SHORT PROBLEM:
Please count the lines in the items below that contain the string "each", and reply with that number only.

# # # # #

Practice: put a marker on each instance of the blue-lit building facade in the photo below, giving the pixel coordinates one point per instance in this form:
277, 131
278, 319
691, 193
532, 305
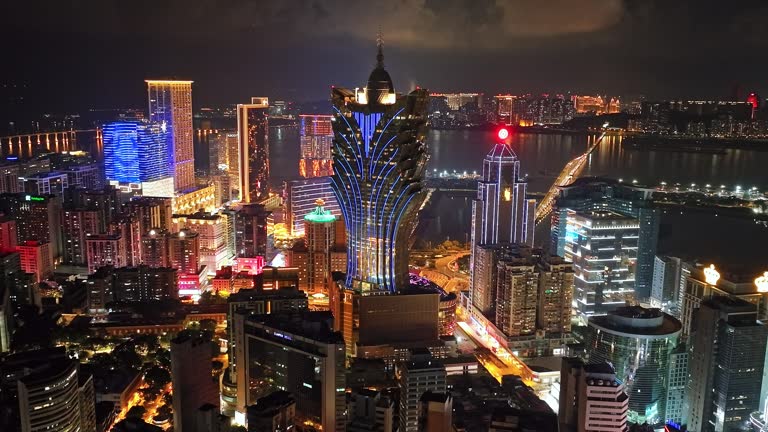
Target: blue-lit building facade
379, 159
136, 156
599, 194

# # # # #

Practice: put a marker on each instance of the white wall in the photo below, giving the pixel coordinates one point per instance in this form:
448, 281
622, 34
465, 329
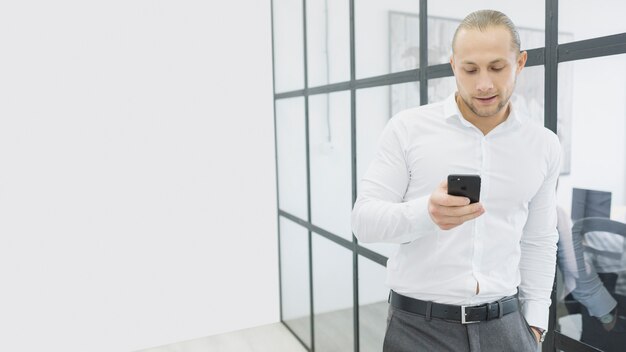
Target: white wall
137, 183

# # # # #

RESPONSE:
2